+++ Source passage

Tony Lindsay Presents... Novelist Leon Forrest


There is genre fiction, and there is literary fiction. Within these two categories are groups; in part, genre fiction consists of mystery, romance, science fiction, chick-lit, street-lit, western, thriller, and the list continues to grow. The components of literary fiction are less in number but just as vast in scope: historical, magical realism, stream of consciousness, speculative, allegory, satire, and pastoral. Writers of literary fiction employ tropes or figurative devices in their work that go beyond the popular metaphors or reoccurring similes that are common genre fiction.

Magical realism, perhaps the most demanding category of literary fiction, is used by few writers successfully. One who has succeeded in being considered a magical realist is novelist Leon Forrest.

In his work, Two Wings to Veil My Face, Forrest writes the slave history of an African American family. He weaves the story through two protagonists: a grandson -Nathaniel Witherspoon and Great-Momma Sweetie Reed the grandmother. The masterful story telling begins with the stressful situation of the family at the funeral home to view the deceased grandfather.

++++++
+++ Data excerpt

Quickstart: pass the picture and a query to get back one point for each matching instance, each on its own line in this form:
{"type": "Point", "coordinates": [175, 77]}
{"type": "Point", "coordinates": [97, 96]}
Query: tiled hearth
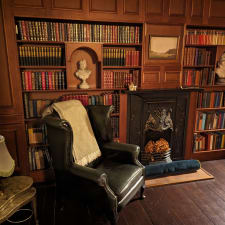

++++++

**List of tasks**
1. From the passage on novelist Leon Forrest, reproduce the part that opens with the words containing "Tony Lindsay Presents..." and closes with "common genre fiction.".
2. Continue the passage on novelist Leon Forrest from its last sentence.

**Task-by-task answers**
1.
Tony Lindsay Presents... Novelist Leon Forrest


There is genre fiction, and there is literary fiction. Within these two categories are groups; in part, genre fiction consists of mystery, romance, science fiction, chick-lit, street-lit, western, thriller, and the list continues to grow. The components of literary fiction are less in number but just as vast in scope: historical, magical realism, stream of consciousness, speculative, allegory, satire, and pastoral. Writers of literary fiction employ tropes or figurative devices in their work that go beyond the popular metaphors or reoccurring similes that are common genre fiction.

2.
In this section of the text, Forrest displays through painstaking imagery the complex relationship between the father-Arthur Witherspoon, the son/grandson, and a self reliant - spirit talking to Great-Momma Sweetie who refuses to attend the grandfather’s, her one hundred and seventeen year old husband, funeral.
Through this couples marriage, which starts when Great-Momma Sweetie is fifteen and Jericho Witherspoon is fifty-five, the reader witnesses slavery after the Civil War, the interdependent relationship of post slavery master and slave, the harsh truth of freedom bringing Union Soldiers, and the fragile lives of women of the era.
What Forrest does through magical realism . . . is make unbearable human situations bearable in the pages of Two Wings to Veil My Face. Relationships between the characters in this novel, in actual life, would have mind shattering repercussions. Only a magical realist can have an abused daughter visit an abuser father on his deathbed seeking solace and understanding. Only a magical realist can cause a reader to accept a barren wife of forty years raising a husband’s child from an adulterous affair. Only a magical realist could cause a reader to believe that a slave broke his master’s back for sleeping with his woman, and another slave healed the master and brought him back to life.

What is unacceptable in reality, through Leon Forrest’s literary craft becomes real in Two Wings to Veil My Face - one Leon Forrest’s five novels.
 There is a Tree More Ancient than Eden (Random House, 1973)
 The Bloodworth Orphans (Random House, 1977)
 Two Wings to Veil My Face (Asphodel, 1984)
 Divine Days (Another Chicago Press, 1992)
 Meteor in the Madhouse (Northwestern University, 2001)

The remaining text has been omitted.